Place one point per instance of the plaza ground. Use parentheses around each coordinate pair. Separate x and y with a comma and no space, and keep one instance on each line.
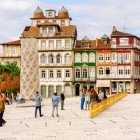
(119,122)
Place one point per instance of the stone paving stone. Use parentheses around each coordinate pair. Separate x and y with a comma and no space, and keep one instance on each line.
(119,122)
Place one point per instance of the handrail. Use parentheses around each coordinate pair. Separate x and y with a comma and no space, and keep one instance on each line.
(96,108)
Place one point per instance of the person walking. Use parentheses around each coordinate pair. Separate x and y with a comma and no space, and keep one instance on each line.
(101,95)
(82,94)
(93,96)
(38,100)
(62,96)
(2,109)
(55,101)
(87,99)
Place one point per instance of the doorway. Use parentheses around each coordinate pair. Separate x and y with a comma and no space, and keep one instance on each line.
(77,89)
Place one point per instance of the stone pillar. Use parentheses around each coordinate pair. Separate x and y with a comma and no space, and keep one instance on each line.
(29,76)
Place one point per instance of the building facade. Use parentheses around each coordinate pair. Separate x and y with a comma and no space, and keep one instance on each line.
(84,65)
(11,53)
(53,60)
(55,38)
(118,65)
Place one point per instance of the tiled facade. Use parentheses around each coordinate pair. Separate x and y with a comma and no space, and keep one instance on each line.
(67,64)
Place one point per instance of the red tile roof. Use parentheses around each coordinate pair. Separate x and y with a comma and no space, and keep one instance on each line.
(17,42)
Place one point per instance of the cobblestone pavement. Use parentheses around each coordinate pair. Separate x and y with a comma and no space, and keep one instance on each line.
(119,122)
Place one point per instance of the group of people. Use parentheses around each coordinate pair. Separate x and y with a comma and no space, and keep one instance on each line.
(2,109)
(90,96)
(55,102)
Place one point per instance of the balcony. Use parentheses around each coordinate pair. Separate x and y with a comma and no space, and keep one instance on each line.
(85,79)
(109,76)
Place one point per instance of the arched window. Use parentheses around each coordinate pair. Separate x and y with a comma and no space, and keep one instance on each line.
(107,70)
(84,73)
(101,71)
(77,73)
(84,57)
(91,57)
(101,57)
(58,58)
(67,59)
(77,57)
(51,59)
(43,58)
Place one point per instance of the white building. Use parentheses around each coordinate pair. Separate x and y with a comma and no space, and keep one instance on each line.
(55,39)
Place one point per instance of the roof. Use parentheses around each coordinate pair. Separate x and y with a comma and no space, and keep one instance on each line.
(118,33)
(33,31)
(47,23)
(92,44)
(17,42)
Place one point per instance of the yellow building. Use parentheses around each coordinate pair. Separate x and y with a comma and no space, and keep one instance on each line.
(11,53)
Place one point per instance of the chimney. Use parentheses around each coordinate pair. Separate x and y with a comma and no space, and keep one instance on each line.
(96,42)
(114,29)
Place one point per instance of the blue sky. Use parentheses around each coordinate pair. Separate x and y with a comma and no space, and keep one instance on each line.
(92,17)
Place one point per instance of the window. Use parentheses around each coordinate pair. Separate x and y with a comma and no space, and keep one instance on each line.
(114,57)
(58,73)
(50,14)
(127,57)
(67,44)
(101,72)
(51,44)
(67,73)
(91,57)
(107,70)
(44,31)
(121,58)
(121,70)
(107,57)
(38,22)
(77,73)
(15,63)
(123,41)
(50,30)
(14,51)
(113,42)
(62,22)
(77,57)
(43,44)
(101,57)
(58,44)
(43,58)
(67,59)
(58,58)
(43,74)
(51,73)
(84,73)
(127,70)
(51,59)
(84,57)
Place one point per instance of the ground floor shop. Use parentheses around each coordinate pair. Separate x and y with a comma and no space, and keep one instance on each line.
(80,85)
(47,90)
(117,86)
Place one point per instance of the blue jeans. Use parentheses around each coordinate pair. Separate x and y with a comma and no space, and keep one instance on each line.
(82,103)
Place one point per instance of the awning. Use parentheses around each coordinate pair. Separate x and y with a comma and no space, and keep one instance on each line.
(103,83)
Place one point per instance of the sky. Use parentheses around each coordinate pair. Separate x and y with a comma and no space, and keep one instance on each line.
(93,18)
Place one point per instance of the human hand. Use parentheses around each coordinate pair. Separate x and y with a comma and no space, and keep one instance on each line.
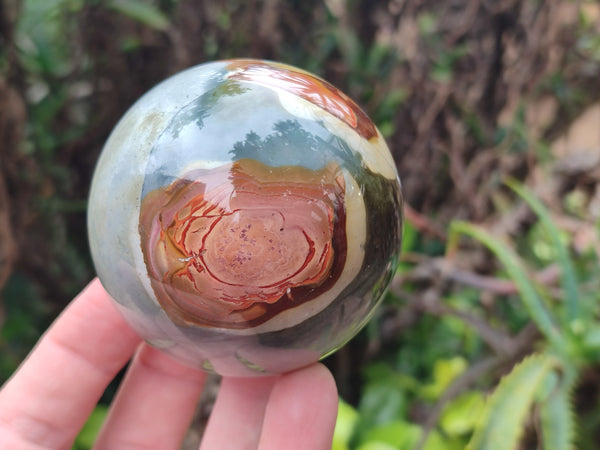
(47,401)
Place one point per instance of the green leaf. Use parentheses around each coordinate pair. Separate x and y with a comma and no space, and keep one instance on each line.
(445,372)
(398,434)
(141,11)
(462,414)
(502,422)
(568,277)
(517,273)
(557,419)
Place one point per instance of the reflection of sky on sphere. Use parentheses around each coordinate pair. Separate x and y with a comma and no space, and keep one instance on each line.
(223,125)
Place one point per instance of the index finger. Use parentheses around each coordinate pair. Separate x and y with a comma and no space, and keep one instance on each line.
(50,397)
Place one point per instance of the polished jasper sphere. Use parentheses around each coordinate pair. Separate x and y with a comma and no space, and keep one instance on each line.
(246,217)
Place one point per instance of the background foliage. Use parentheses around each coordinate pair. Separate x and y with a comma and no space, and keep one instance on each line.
(469,93)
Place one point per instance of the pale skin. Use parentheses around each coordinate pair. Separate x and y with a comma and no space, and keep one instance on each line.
(47,401)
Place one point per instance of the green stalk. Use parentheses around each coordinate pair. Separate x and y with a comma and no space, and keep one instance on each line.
(568,277)
(517,273)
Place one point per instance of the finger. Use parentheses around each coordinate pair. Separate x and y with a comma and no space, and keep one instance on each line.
(301,412)
(237,415)
(154,405)
(49,398)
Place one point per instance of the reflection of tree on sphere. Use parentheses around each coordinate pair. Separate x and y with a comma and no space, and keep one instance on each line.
(254,208)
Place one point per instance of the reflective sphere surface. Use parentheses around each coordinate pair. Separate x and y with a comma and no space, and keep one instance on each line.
(246,217)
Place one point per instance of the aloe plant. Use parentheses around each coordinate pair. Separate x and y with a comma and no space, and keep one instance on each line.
(546,379)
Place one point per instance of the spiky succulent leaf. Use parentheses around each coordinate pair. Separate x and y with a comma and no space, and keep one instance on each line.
(557,419)
(502,423)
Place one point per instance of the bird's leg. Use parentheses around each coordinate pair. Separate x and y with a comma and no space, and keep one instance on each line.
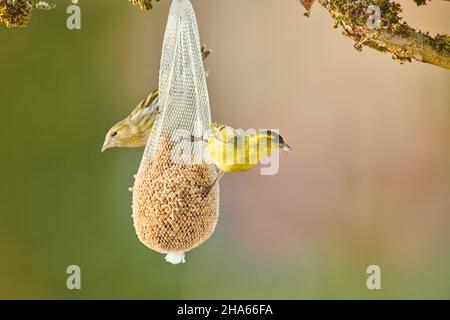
(207,189)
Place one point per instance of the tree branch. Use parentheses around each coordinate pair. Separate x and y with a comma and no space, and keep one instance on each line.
(388,33)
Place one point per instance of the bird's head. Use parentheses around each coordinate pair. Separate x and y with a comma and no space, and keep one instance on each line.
(122,135)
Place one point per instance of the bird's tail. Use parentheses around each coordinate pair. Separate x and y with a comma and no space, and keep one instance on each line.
(205,52)
(282,145)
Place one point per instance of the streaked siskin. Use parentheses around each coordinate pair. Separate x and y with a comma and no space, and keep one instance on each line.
(135,129)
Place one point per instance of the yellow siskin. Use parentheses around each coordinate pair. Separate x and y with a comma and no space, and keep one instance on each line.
(233,150)
(135,129)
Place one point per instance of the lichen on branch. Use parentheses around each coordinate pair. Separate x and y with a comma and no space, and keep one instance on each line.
(389,33)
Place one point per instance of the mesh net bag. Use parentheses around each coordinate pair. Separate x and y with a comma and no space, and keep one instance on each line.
(171,213)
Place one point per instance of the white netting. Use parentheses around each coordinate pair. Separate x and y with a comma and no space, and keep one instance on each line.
(171,212)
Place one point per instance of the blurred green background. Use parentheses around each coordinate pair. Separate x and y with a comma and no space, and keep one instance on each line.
(368,182)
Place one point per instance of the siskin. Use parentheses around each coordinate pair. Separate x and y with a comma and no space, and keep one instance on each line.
(134,130)
(233,150)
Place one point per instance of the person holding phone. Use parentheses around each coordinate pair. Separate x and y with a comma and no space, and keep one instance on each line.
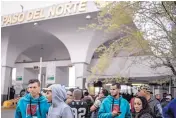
(114,105)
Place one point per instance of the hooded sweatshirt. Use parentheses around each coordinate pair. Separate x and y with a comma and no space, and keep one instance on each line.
(105,110)
(156,107)
(59,109)
(29,107)
(170,110)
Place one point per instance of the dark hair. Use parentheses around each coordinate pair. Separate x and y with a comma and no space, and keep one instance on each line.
(145,106)
(86,93)
(105,92)
(117,85)
(34,81)
(85,89)
(71,90)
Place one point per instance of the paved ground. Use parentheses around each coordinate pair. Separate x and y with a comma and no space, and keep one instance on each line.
(7,113)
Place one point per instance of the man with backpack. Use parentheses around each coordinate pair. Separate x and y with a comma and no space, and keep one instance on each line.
(114,105)
(95,107)
(33,104)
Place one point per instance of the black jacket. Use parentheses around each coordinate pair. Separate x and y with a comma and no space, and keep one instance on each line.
(155,107)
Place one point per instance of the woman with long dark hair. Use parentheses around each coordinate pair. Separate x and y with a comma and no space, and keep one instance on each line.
(142,109)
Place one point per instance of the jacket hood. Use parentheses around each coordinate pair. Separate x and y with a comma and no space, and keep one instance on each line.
(151,99)
(41,98)
(111,98)
(58,93)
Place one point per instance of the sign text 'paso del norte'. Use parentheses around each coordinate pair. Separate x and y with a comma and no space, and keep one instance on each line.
(39,14)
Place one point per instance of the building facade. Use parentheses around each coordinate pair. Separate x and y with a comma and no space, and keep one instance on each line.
(57,34)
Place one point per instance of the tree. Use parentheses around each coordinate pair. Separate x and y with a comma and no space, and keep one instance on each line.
(145,28)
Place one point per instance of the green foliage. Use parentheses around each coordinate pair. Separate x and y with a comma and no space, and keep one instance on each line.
(132,19)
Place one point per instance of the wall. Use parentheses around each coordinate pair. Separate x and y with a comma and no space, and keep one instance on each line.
(29,73)
(138,66)
(62,75)
(22,57)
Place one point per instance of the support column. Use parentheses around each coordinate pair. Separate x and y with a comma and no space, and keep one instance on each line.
(62,75)
(51,73)
(80,73)
(6,81)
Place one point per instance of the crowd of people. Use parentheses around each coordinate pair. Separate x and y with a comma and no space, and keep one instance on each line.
(56,102)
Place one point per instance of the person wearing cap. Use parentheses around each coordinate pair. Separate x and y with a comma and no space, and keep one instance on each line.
(33,104)
(145,91)
(114,105)
(57,96)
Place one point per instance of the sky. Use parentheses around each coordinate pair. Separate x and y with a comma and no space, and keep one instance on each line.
(10,7)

— WHAT THE TASK REQUIRES —
From the "Place one point per instance of the wall." line to the close of the listing, restate each line word for word.

— EXERCISE SOLUTION —
Place one point per instance of the wall. Use parentheses around each coordinate pair. Separate x and y with a comma and no space, and keep one instance on each line.
(29,73)
(138,66)
(62,75)
(22,57)
Place one point per instance of the support column. Use parentheses around each coordinate pair. Separate x and y with a comma and no space, and keep one instance on each line.
(62,75)
(51,73)
(80,73)
(6,81)
Place one point per instance of the crowd of people. Use parentheses around each coordinate pair. Separate x and y with a comma and no space, and keep one instance on each line.
(56,102)
Place one point per instance of the person wearing cap. Use parentheses around each coordinate pair. Separate x and y with a comma and no space, and keep one instance on each line.
(33,104)
(145,91)
(114,105)
(57,96)
Place one point per instance of the sky. Use parentheses around each coordinate pair. Separate x and y with a comma and no space, and keep one instance on each line.
(10,7)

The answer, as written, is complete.